EXERCISE INSTRUCTIONS »
Transcribe the lines below exactly, beginning with the line that holds "of the short" and ending with the final line, both included. Pictures are to be left out.

ITEMS »
______

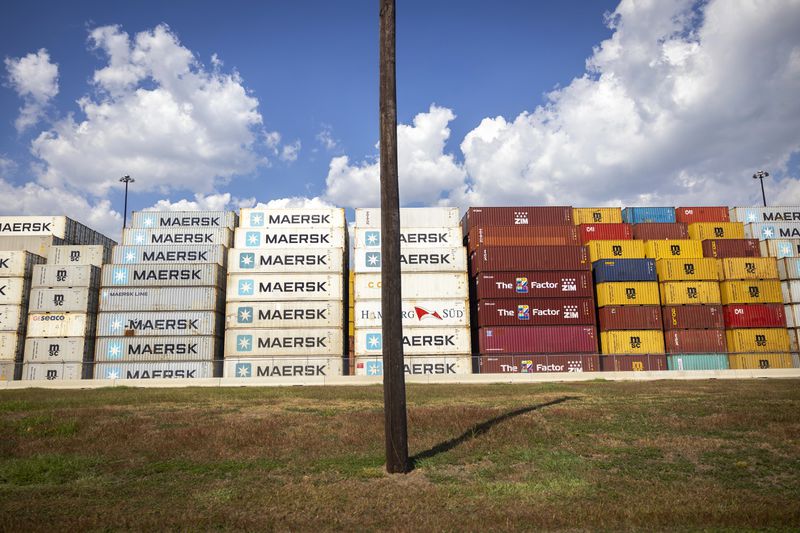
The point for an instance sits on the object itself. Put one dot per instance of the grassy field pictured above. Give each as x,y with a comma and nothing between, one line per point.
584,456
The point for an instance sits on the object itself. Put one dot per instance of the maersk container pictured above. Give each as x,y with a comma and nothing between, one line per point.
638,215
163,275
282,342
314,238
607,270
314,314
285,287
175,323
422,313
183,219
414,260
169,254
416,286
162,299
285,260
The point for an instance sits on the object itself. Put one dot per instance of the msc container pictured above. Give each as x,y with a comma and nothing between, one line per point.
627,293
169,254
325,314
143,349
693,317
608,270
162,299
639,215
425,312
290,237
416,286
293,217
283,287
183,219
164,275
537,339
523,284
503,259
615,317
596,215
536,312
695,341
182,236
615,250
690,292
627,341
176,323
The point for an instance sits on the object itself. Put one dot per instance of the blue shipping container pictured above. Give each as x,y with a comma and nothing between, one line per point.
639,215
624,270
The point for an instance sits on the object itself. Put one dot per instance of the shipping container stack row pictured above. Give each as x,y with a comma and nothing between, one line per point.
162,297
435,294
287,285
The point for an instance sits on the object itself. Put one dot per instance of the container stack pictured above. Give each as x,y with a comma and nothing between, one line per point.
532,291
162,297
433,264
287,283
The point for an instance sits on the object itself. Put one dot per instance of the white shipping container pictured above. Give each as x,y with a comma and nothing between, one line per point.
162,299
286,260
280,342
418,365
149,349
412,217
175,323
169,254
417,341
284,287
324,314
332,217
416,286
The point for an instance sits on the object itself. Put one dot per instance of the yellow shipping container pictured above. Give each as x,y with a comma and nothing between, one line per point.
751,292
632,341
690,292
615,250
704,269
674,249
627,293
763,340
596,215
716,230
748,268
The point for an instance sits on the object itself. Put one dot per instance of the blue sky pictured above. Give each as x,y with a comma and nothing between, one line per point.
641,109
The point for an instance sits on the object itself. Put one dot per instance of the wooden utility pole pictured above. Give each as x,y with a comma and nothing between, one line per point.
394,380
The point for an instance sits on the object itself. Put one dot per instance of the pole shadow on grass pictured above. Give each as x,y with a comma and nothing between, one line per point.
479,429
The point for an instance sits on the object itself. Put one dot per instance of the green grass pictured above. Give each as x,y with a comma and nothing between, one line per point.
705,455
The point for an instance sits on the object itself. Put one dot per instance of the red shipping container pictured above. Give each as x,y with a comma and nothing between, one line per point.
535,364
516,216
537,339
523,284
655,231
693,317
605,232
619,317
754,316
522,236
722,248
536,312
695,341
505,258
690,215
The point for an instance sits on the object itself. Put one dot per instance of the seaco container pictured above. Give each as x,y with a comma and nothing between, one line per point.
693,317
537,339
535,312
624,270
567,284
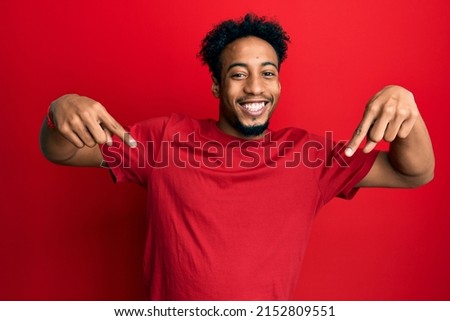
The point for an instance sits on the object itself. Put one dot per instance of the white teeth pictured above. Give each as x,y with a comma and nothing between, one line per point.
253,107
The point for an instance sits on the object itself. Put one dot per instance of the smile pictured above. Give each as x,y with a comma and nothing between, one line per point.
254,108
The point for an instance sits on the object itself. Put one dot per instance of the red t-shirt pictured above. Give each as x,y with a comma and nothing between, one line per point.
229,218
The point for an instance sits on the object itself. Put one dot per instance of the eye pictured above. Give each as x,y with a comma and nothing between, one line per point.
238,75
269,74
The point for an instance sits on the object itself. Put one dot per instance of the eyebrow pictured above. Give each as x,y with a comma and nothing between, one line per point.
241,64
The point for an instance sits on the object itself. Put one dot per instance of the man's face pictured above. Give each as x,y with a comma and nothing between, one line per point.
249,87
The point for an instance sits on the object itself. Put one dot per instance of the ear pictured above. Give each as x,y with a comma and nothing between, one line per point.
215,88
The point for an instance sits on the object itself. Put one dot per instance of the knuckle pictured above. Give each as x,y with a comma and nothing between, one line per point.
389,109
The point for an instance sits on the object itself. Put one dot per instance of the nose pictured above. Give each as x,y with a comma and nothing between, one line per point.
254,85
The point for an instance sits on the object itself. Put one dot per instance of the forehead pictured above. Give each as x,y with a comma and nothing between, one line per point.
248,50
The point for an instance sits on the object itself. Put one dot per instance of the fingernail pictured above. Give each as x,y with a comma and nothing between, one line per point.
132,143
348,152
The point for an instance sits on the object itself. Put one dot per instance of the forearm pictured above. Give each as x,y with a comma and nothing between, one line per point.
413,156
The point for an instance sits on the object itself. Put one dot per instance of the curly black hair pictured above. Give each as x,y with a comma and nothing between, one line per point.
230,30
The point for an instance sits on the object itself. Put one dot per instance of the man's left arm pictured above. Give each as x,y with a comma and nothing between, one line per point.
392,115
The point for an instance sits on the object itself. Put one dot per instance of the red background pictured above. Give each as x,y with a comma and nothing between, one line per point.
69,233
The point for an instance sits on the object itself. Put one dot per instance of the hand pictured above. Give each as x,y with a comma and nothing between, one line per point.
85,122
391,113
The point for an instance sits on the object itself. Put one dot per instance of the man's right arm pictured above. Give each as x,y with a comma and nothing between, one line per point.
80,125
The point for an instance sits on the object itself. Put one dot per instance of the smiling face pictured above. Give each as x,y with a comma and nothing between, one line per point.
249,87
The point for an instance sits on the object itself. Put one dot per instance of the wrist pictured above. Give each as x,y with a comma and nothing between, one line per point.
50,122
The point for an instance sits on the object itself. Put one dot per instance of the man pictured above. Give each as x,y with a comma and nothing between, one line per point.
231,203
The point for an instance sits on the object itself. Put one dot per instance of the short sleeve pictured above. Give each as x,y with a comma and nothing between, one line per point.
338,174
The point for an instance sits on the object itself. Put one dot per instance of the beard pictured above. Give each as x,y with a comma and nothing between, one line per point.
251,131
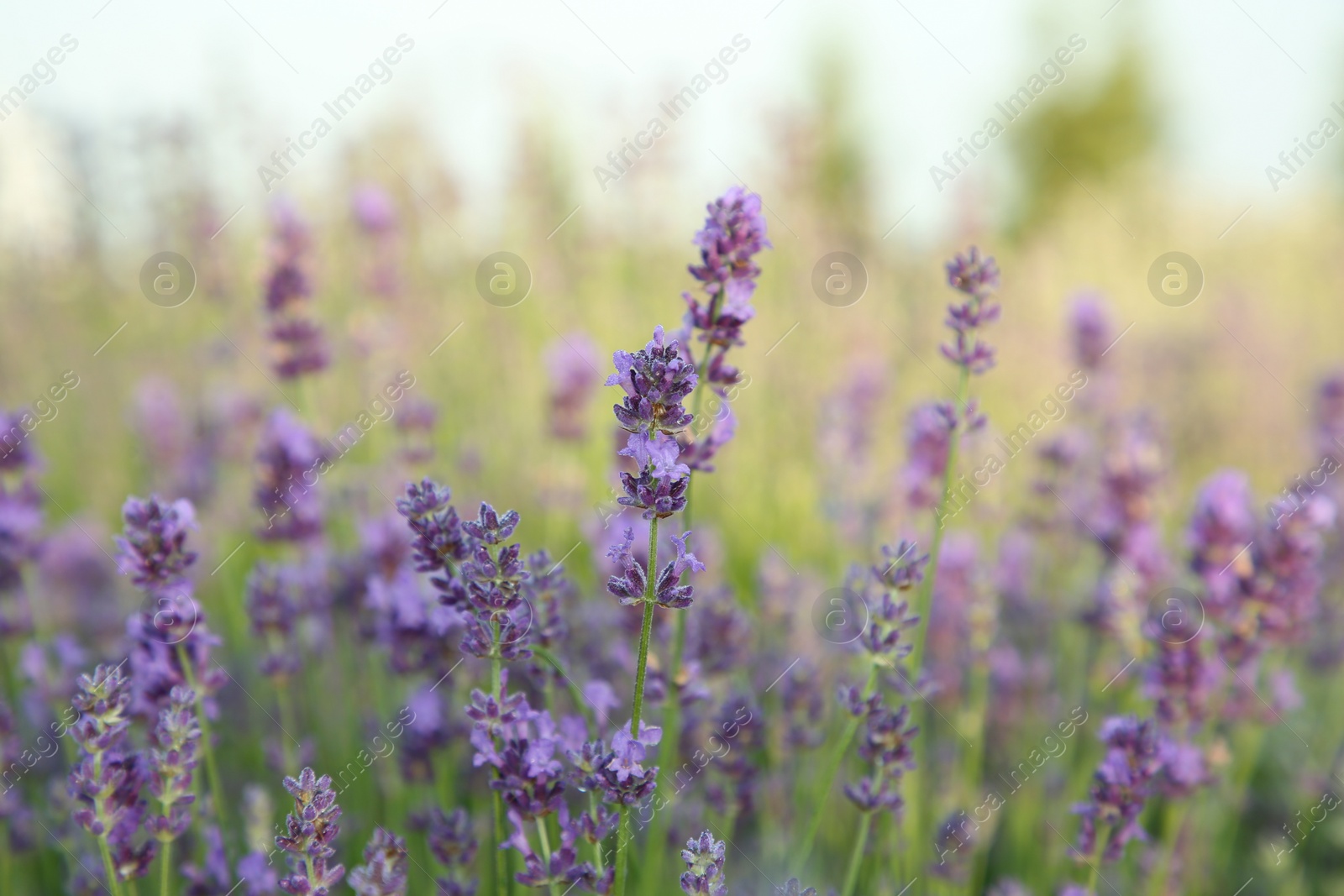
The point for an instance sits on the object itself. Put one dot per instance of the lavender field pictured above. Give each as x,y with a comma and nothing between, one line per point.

______

RESPONSE TO THE EXERCISE »
The point for an instance sits on the object itself. Put one dot per instance of the short sleeve pictured above. Give each as x,y with a comma and nothing between, one line per point.
338,174
The point for an instance sits on the object itself. Put one dot per instance of the beard pictured above. Give each as x,y with a comma and nothing between, one line per point.
251,131
The point for an instance sits on the object itself. Put one dot per instance of the lavender field pictured above. Give each as x,y with a comma and nothing between, one line per point.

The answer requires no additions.